### Directive A
Set down, word for word, the passage of the argument about theft and kidnapping that begins at the words "The kidnappers were" and stops after "others that way.".
### Directive B
Extend the argument about theft and kidnapping, picking up right after its final sentence.

### Extract to read
Theft has always been considered a lower tier of violence than kidnapping. Theft through deceit and avoiding direct confrontation has always been considered a lower tier of violence than mugging.
Invalid argument. You've changed the term being debated from 'hostilities' to 'violence'.
The kidnappers were directly threatening Kaori's life. Pay up, or the girl gets it. Most moral systems consider that a greater evil than an act that indirectly makes things more dangerous and threatens lives of others that way.
If I were going to argue this point, I'd ask that you actually define the moral systems that you allude to by saying "most", and give a proper explanation for why you believe that they support your position.
If I were to use Utilitarianism, for example (since it's one of the most popular forms of consequentialism, which is itself the foundation of the vast majority of non-religious moral systems), it's trivial to show that the potential death of 40 people in exchange for modest benefits for a handful of people is far more evil than the potential death of 1 person for the potential saving of 1 person.

### Recorded information
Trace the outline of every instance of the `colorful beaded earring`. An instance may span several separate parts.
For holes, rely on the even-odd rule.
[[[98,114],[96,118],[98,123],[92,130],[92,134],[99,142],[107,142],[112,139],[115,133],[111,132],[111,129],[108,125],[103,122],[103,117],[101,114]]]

...

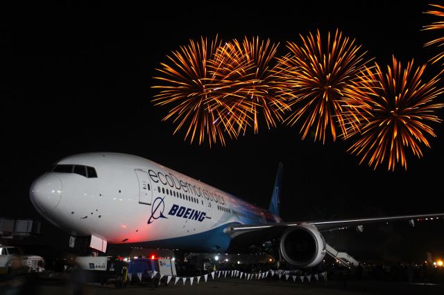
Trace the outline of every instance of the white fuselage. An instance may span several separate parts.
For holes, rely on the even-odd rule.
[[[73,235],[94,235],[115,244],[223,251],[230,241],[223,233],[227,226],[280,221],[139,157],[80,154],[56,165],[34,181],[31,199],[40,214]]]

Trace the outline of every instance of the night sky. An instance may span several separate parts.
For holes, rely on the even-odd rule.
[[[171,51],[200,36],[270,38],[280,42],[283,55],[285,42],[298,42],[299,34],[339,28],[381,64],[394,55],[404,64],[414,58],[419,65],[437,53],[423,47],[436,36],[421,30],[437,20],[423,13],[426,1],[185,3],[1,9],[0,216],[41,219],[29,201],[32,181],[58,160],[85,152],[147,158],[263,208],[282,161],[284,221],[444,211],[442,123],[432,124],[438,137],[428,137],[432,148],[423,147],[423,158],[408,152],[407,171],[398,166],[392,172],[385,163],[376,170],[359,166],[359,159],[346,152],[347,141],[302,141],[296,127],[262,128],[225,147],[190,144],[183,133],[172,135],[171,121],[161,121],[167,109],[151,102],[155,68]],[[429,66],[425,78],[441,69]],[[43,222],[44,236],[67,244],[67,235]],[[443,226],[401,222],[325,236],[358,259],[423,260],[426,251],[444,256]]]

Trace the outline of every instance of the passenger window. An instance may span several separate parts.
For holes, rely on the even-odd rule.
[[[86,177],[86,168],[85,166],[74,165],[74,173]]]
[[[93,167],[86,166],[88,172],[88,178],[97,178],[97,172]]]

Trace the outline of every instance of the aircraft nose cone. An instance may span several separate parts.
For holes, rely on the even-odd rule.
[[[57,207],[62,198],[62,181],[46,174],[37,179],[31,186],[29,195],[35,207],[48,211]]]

---

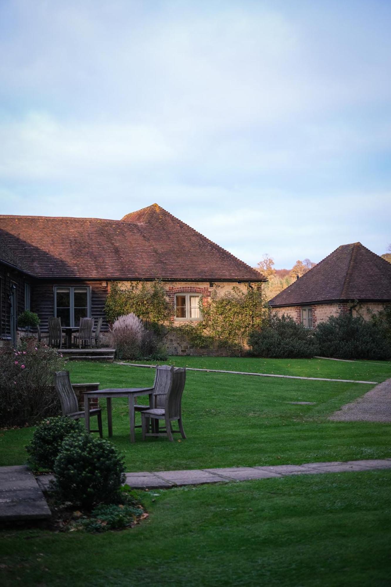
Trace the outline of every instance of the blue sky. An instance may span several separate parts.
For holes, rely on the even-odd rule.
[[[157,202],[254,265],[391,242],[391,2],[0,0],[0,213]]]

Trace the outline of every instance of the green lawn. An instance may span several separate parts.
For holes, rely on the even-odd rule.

### Exercise response A
The kidnappers were directly threatening Kaori's life. Pay up, or the girl gets it. Most moral systems consider that a greater evil than an act that indirectly makes things more dangerous and threatens lives of others that way.

### Exercise response B
In other words, don't just handwave away your justification by alluding to this cloud of "most moral systems"; please provide actual examples to support your argument.
ANY DEMAND WAS UNREASONABLE. I don't care if they asked for a penny.
I'm hungry, is it then reasonable for me to go kidnap someone's sister and demand a burger? Oh, I only asked for a burger and not a million dollars, so that makes it okay? My demand was reasonable?
Their need is irrelevant to the moral question.
You seem to be heavily conflating the idea of 'reasonable' and 'moral'. What they did was immoral; what they demanded was
not unreasonable. In your above example, demanding a burger is reasonable (silly, even). 'Reasonable' depends on the effective cost to you relative to what you gain, and its 'appropriateness' to the situation. Whether you
like the idea of giving up the cost is irrelevant. Whether you deem the act to be
moral is irrelevant. EG: A 10% interest rate on a credit card reasonable, even if you believe charging interest (ie: usury) is immoral, and you'd really rather not pay any interest at all.
"Any demand was unreasonable" is a fundamentally false statement. You can say that "Any demand was unacceptable", and that would be valid (for you, at least, based on your moral boundaries), but 'reasonable' is an entirely separate question.
Your further arguments seem to continue to have this same fundamental conflation of ideas. You're arguing against things that I'm not saying, and you're arguing points and terms that do not mean what you think they mean.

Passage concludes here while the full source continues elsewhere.